| Selected extract |
○ ○ ○ ○ ○ ○ ○
Weekend thoughts: what's the most hated sector today that will outperform tomorrow?
Friday I posted my interview with Tidewater’s (TDW) management team. The offshore space in general is really interesting right now, and they did a great job of walking through the current dynamics (stay tuned for more posts / pods from me on the offshore space….).
Anyway, I’m not going to dive into the offshore thesis (you can listen to the pod or upcoming posts for that!), but the offshore thesis strikes me as a textbook example of capital markets driving a boom/bust/boom cycle in action. The sector had a massive boom ~10 years ago. That boom resulted in massive oversupply, and almost literally every single player in the industry went bankrupt as the the industry worked through the supply issues. Now we’re ~10 years out from the boom, and demand is starting to return. Supply is much tighter, the economic rationale for going and building new supply still isn’t there, and even if it was management teams and investors are so terrified from the last cycle that they probably won’t start building new supply until the returns are really juicy.
To be fair, the supply / demand dynamic for the offshore space has been aided not just by the limited supply but a big return in demand… we would not be seeing the same rising rate dynamic in offshore if oil was forever plateaued in the mid-$40s and there was literally no new exploration (though I do think you could argue the lack of supply is in part why oil could not plateau at $40!). But I think the general point still holds!
○ ○ ○ ○ ○ ○ ○
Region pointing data

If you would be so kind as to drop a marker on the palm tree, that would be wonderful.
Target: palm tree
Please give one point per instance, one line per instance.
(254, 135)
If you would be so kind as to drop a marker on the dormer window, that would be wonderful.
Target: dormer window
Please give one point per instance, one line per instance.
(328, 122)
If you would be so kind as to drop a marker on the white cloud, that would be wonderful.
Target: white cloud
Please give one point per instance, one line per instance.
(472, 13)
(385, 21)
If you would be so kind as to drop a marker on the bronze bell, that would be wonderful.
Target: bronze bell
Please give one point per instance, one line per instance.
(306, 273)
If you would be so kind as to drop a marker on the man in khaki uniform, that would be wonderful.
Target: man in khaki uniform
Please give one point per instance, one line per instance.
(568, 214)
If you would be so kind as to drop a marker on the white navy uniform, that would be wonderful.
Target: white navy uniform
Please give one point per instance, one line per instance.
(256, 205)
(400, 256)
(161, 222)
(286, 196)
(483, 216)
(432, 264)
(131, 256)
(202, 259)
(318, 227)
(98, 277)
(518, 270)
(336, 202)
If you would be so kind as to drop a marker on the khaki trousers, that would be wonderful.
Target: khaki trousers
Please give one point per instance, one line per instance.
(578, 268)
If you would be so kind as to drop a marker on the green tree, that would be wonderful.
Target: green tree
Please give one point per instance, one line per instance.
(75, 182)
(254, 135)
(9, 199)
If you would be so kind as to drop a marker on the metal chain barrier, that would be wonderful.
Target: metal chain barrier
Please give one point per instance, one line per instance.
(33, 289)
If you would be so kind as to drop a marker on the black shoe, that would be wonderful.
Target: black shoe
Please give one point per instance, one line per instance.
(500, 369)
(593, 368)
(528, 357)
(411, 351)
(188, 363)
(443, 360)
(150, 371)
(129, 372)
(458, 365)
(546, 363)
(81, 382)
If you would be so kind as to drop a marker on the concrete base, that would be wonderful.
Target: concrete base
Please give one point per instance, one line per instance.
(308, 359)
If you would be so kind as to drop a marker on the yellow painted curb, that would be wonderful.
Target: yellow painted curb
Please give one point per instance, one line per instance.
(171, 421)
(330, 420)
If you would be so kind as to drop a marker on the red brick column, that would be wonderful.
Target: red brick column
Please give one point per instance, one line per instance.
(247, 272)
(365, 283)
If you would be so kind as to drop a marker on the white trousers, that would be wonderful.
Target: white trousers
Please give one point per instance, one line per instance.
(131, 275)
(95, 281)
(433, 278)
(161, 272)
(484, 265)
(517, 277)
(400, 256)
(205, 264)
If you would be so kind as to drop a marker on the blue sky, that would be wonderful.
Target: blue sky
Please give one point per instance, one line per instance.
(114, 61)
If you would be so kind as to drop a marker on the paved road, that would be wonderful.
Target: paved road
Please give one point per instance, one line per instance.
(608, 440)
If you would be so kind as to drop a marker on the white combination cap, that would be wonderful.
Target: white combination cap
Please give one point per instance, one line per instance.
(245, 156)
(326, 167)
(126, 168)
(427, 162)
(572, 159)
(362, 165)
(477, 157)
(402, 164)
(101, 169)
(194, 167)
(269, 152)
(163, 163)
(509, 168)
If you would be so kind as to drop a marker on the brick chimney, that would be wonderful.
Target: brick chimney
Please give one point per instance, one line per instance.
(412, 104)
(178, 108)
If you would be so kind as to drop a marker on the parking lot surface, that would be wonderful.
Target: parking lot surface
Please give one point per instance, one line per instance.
○ ○ ○ ○ ○ ○ ○
| Required tasks |
1. According to the offshore post, why probably won't new supply be built in the offshore space until returns are very high? Answer in one to three sentences.
2. In the offshore post, whose management team did the writer interview?
These rows are separate from the offshore post and have no connection to it.

| Outputs for the tasks |
1. The economic case for building new supply still isn't there. Even if it were, management teams and investors are so frightened by the last cycle, when oversupply bankrupted almost every player, that they probably won't build until returns are really juicy.

2. Tidewater's (TDW).